-- start of Text segment --
Thursday, November 28, 2013

spreadsheet like line plot with filled areas in python

A nice way to show if a series of values fall within a certain, per sample in the series variable, range is to make a line plot with a shaded area indicating the range.

Example:



A line plot is easily made in a typical spreadsheet program. Getting the correct region shaded in the plot by combining area and line plots was however much too cumbersome for me. Therefore I had a look if matplotlib also supports area plots and luckily it does: fill_between. The only difficulty I encountered was that matplotlib is mainly intended for making scatter plots, i.e. a data series with meaningful x and y coordinates. A typical spreadsheet line plot however has text labels for all points on the x-axis (as shown in the example). The easiest solution I could come up with was to simply number the samples in the data series as 1, 2, 3 etc. and then change the ticks on the x-axis manually with the xticks function. If there are too many samples in the data series and the x-axis gets too full and labels start to overlap, most spreadsheet programs simply drop some labels. The code below does the same. The code seems a bit long but most lines are actually used for reading in the data from a csv file.

import csv
#!/usr/bin/env python
import csv

from pylab import *


violet=(90.0/255.0,36.0/255.0,90.0/255.0)
red=(1.0,0.0,0.0)
green=(0.0,1.0,0.0)


def plotFancy(fn, label,figNum=None,ymin=0.0,ymax=500.0,maxticks=20):
    """
    plots directly from a csv file (with a header row!!)
    file layout:
    column
    1: strip name
    2: Exp
    3: Mod
    4: min
    5: max
    
    use label to name y-axis
    if figNum is supplied the grap will be plotted in the figure with
    that number (and cleared first)
    ymin and ymax determine the scale on the y-axis (i.e. ylim(ymin,ymax))
    maxticks gives the maximum number of ticks (labels) allowed on the x axis
    """
    f=open(fn,'rb')
    reader=csv.reader(f,delimiter=';')
-- end of Text segment --
• **Directions**:
**A)** Write out the passage of the post on shaded line plots in Python, starting at "ymin and ymax" and ending at "f=open(fn,'rb')".
**B)** Carry on the post about shaded line plots in Python from the point where it stops.
-- start of Given information --
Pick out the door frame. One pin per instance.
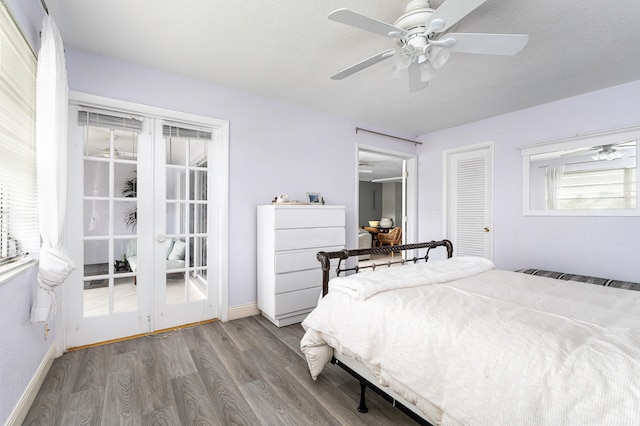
(220, 129)
(447, 156)
(411, 190)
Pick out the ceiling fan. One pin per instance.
(603, 152)
(424, 44)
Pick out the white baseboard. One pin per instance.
(241, 311)
(24, 404)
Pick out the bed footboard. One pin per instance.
(325, 258)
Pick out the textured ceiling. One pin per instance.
(286, 50)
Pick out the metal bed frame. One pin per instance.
(325, 260)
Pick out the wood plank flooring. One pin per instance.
(243, 372)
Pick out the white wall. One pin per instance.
(600, 246)
(274, 148)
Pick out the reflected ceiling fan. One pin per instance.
(607, 152)
(423, 42)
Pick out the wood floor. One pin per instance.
(243, 372)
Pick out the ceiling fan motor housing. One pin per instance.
(414, 22)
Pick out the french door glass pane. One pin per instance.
(110, 219)
(186, 181)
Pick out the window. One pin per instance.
(592, 175)
(18, 209)
(608, 188)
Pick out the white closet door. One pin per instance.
(469, 200)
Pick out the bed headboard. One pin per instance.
(325, 258)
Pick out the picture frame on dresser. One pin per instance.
(314, 197)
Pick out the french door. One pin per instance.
(143, 236)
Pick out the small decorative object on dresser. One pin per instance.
(386, 222)
(289, 239)
(314, 198)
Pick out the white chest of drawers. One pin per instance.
(289, 274)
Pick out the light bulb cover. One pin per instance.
(403, 57)
(438, 56)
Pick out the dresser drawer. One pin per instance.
(289, 261)
(295, 239)
(297, 300)
(298, 280)
(310, 217)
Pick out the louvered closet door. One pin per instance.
(470, 201)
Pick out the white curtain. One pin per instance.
(553, 175)
(52, 93)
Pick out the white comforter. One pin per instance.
(494, 348)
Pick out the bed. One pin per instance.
(455, 341)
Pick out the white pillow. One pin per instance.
(170, 243)
(177, 252)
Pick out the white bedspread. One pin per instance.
(496, 348)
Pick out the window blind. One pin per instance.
(173, 131)
(108, 121)
(598, 189)
(19, 232)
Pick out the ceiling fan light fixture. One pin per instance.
(607, 153)
(438, 56)
(403, 57)
(427, 72)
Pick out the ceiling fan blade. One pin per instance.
(364, 64)
(451, 11)
(488, 44)
(354, 19)
(415, 81)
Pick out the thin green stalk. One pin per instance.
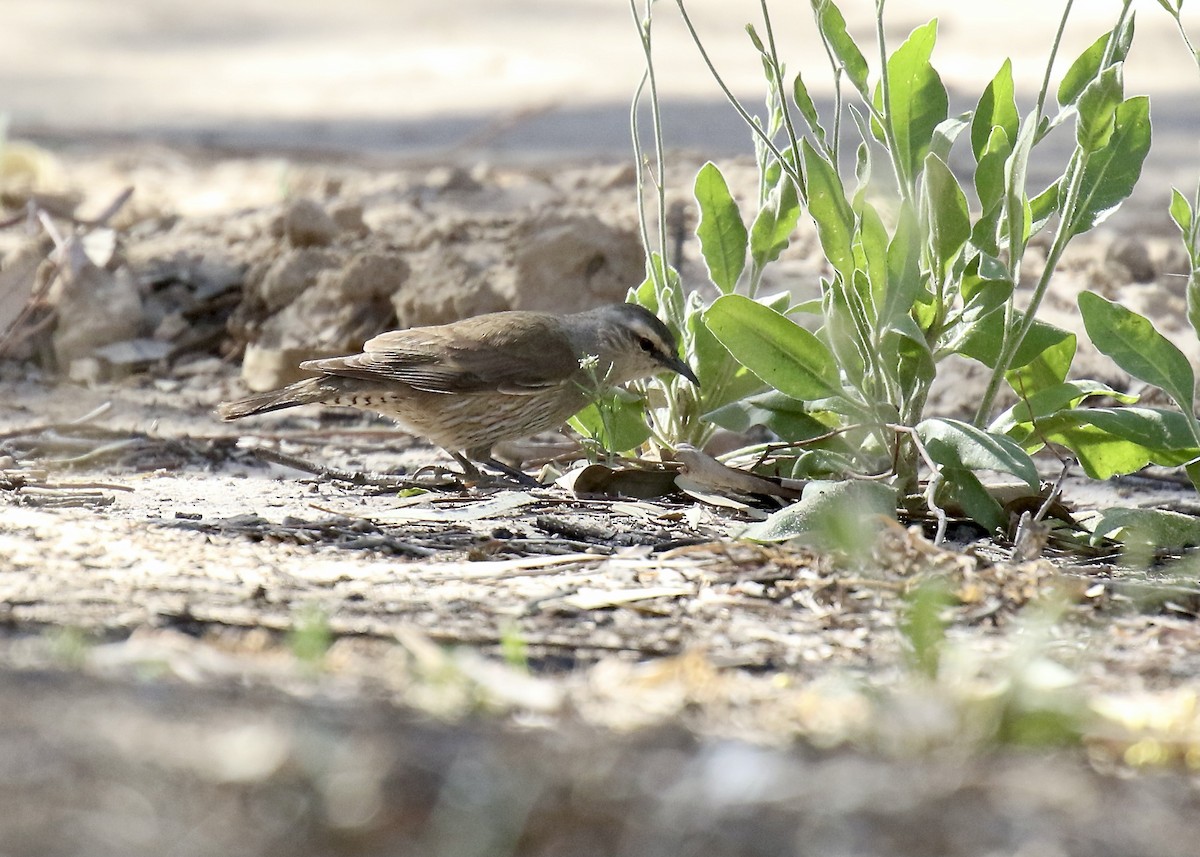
-- end of Given information --
• **Task-by-task outputs**:
**A)**
ymin and ymax determine the scale on the y-axis (i.e. ylim(ymin,ymax))
    maxticks gives the maximum number of ticks (labels) allowed on the x axis
    """
    f=open(fn,'rb')

**B)**
    xlabel_lst=[]
    y_min_lst=[]
    y_max_lst=[]
    y_mod_lst=[]
    y_exp_lst=[]
    line_cnt=0
    for line_lst in reader:
        line_cnt+=1
        if(line_cnt==1):
            continue
        xlabel_lst.append(line_lst[0])
        y_exp_lst.append(float(line_lst[1]))
        y_mod_lst.append(float(line_lst[2]))
        y_min_lst.append(float(line_lst[3]))
        y_max_lst.append(float(line_lst[4]))
    cnt_lst= [i for i in range(len(y_mod_lst))]
    f.close()
    if(figNum==None):
        figure()
    else:
        figure(figNum)
        clf()
    fill_between(cnt_lst,y_min_lst,y_max_lst,facecolor=green,alpha=1.0)
    plot(cnt_lst,y_mod_lst,'bo',color=violet,label="%s mod"%(label),ms=12)
    plot(cnt_lst,y_exp_lst,'mv',color=red,label="%s exp"%(label),ms=12)
    ylim(ymin,ymax)
    ylabel("%s"%(label))
    grid(b=True)
    legend(loc=9)
    show()
    if(len(xlabel_lst)>maxticks):
        delta=len(xlabel_lst)/float(maxticks-1.0)
        tick_num_lst=[]
        tick_text_lst=[]
        index=0
        for i in range(maxticks-1):
            index=int(i*delta)
            tick_num_lst.append(index)
            tick_text_lst.append(xlabel_lst[index])
        tick_num_lst.append(len(xlabel_lst)-1)
        tick_text_lst.append(xlabel_lst[len(xlabel_lst)-1])
        xticks(tick_num_lst,tick_text_lst,rotation=90)
        
    else:
        xticks(arange(len(xlabel_lst)),xlabel_lst,rotation=90)
    xlim(0,len(xlabel_lst))